◆ **SHORT TASK**
Repeat the lines of the listing below exactly, starting at the line that contains "the stone bollard?" and running through the last line, both included, and only those.

Records:
# # # # #
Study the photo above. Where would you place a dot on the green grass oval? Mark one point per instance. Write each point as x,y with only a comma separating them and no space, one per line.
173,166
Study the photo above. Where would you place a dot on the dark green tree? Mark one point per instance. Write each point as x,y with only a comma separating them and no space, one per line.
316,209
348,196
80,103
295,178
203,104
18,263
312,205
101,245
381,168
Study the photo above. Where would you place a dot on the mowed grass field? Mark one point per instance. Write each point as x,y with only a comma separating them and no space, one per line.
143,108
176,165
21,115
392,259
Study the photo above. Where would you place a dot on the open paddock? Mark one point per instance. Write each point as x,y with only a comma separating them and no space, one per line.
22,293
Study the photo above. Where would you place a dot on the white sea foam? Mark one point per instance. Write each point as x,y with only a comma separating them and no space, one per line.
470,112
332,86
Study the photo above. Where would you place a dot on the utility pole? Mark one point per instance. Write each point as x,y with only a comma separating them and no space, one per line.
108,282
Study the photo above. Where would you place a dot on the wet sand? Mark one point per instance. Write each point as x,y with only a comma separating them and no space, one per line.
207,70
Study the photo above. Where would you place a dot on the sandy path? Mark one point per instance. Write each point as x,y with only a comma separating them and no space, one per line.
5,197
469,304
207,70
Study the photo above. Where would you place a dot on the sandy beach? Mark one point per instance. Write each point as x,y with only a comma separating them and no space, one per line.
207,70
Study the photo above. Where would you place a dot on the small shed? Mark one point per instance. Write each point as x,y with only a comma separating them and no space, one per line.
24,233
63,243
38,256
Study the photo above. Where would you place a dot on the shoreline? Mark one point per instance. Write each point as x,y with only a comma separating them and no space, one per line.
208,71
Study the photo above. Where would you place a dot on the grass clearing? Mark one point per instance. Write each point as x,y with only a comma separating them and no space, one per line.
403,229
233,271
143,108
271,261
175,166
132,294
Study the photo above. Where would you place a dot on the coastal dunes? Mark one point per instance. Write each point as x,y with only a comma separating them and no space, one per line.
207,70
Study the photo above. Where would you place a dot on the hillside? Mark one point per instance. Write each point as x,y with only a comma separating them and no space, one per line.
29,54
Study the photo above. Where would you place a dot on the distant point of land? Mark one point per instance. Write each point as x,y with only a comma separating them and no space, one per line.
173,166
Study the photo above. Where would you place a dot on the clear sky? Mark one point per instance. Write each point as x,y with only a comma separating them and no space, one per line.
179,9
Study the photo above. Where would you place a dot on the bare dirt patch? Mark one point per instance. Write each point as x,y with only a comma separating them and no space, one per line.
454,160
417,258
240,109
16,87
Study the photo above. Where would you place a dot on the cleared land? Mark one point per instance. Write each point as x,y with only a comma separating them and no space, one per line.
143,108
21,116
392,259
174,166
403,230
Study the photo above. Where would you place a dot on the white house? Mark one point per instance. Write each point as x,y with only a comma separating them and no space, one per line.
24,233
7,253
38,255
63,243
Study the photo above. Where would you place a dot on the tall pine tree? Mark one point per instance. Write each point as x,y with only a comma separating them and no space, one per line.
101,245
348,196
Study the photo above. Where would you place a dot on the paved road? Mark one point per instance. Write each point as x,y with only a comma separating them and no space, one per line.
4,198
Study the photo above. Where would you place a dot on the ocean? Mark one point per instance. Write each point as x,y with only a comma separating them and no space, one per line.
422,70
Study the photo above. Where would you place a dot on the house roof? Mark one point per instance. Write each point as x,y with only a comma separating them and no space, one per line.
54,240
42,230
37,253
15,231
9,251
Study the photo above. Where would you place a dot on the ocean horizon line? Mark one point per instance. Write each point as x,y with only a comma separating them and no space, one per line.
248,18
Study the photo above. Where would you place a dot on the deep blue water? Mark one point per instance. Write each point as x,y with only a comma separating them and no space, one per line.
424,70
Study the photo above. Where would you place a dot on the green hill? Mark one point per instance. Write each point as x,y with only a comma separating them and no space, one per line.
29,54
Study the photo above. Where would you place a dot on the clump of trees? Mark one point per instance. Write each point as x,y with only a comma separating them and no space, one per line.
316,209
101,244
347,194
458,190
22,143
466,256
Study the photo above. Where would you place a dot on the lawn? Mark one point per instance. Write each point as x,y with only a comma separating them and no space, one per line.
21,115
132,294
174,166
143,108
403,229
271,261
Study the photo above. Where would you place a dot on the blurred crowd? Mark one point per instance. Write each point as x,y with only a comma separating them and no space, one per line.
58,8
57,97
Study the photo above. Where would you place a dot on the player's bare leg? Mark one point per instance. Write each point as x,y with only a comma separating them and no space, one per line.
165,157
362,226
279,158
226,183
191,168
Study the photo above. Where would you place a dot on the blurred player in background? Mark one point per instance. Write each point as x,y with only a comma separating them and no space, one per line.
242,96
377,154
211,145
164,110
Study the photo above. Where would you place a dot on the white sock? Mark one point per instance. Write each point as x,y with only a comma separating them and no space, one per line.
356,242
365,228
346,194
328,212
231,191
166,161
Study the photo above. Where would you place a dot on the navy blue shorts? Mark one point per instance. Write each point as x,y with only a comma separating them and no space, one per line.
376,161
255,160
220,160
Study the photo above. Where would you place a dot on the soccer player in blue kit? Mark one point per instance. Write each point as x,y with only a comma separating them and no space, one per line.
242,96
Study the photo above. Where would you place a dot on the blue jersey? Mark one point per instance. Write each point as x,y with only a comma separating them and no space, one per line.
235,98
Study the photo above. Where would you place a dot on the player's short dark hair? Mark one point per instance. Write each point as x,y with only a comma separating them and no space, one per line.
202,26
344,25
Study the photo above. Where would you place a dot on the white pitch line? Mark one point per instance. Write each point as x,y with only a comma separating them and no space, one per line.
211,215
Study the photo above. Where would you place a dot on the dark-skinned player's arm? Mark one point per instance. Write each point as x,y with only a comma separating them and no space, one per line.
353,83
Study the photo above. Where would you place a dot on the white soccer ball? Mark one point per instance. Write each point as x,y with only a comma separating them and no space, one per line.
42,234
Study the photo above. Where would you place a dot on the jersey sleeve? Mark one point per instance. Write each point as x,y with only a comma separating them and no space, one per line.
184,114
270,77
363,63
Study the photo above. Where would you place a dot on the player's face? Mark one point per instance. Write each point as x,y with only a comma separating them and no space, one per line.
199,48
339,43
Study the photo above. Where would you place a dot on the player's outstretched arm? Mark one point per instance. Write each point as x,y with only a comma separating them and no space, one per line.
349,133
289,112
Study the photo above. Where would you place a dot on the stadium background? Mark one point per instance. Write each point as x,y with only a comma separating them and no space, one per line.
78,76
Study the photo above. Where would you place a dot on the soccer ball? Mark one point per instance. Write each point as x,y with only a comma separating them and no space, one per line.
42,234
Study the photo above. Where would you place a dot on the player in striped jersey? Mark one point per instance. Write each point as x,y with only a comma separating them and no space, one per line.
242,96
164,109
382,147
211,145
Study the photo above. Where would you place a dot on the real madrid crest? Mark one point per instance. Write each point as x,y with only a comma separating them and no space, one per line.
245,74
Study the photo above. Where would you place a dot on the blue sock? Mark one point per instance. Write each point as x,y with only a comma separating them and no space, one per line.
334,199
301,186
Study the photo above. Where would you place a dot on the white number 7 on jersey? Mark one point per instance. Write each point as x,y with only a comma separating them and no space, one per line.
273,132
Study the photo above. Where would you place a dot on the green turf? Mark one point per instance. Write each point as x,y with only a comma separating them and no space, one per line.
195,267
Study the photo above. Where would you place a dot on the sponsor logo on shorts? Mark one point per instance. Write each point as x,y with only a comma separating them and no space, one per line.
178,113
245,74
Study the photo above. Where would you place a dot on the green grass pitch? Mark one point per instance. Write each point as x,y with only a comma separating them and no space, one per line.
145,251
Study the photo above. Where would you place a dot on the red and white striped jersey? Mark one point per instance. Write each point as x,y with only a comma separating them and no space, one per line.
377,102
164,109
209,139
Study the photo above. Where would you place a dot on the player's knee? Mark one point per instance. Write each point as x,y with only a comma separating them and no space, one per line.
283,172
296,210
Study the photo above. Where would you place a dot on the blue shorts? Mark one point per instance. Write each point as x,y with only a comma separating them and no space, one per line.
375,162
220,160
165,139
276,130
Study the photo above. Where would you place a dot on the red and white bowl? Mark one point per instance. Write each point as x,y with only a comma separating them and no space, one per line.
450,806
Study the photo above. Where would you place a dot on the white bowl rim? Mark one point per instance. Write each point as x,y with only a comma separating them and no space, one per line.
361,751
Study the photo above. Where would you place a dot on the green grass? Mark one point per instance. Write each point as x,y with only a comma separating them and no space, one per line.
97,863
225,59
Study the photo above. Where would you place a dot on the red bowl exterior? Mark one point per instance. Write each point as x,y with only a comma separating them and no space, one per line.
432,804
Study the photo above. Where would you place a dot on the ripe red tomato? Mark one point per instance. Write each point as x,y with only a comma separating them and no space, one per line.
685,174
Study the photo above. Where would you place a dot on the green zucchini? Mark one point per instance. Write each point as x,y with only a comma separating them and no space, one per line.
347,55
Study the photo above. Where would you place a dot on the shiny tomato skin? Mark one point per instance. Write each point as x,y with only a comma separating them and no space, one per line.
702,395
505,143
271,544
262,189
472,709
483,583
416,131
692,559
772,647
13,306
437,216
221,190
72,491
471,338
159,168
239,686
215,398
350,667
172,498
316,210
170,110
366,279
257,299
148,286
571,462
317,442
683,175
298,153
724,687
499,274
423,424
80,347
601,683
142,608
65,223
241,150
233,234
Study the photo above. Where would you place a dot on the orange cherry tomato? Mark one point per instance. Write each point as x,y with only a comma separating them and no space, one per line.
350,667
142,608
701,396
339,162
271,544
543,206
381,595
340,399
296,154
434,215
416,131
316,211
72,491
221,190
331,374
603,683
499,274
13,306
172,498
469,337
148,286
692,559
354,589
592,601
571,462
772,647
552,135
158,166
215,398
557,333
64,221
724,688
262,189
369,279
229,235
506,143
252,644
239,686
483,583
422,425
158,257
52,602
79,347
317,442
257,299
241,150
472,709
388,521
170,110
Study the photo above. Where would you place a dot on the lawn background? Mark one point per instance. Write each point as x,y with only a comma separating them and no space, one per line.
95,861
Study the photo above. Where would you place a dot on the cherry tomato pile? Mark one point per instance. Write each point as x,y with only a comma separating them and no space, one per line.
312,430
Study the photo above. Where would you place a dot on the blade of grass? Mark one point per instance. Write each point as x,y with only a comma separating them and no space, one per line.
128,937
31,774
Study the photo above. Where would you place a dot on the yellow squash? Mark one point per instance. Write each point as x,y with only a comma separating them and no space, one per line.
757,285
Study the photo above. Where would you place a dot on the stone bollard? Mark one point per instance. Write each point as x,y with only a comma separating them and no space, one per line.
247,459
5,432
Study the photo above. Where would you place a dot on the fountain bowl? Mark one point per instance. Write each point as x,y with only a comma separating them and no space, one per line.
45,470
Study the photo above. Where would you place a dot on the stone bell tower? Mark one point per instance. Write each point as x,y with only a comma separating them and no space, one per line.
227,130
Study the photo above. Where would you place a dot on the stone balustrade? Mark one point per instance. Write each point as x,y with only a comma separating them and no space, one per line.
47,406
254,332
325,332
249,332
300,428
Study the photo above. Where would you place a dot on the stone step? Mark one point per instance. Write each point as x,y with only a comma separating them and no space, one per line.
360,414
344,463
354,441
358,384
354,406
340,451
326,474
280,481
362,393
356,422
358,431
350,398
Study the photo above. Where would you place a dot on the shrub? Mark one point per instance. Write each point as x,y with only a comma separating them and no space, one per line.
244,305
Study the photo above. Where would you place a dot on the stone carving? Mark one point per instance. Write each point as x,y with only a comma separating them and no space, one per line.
# # # # #
◆ **RESULT**
Study the photo above. Where would you place a dot on the stone bollard? Mark one point per instance. Write each point as x,y with only a comma separating them and no space, one per line.
247,459
5,432
Study the photo above. Where would you place a dot on the fountain bowl? Mark one point per instance. Write each point as x,y with only a comma separating them and no space, one per line.
45,470
Study the photo above. Where would you place a dot on the stone bell tower? Mark one point per instance. Write each point as x,y with only a comma separating them and no space, one per line.
227,130
Study the photo above. Where would you place a dot on the stone balustrade? Mark one point per instance. Write each point as x,y with only a comma separating them and no space, one per line.
47,406
254,332
325,332
249,332
300,428
Study the photo above. Where would you place a dot on the stone step? Mark one point per instance. Write each point as x,y with only a comma separating them and no space, one per line.
360,414
344,463
354,441
358,384
354,406
340,451
326,474
280,481
362,393
356,422
358,431
350,398
Study the photo above. Where would you place a dot on the shrub? Mark one point per instance. Write each point as x,y with only a comma separating them and no space, one per line.
244,305
Study the photo above. Where would you place a dot on the stone carving? Mark one point per instance. Write each point as x,y with only a comma separating them and no space, one per line.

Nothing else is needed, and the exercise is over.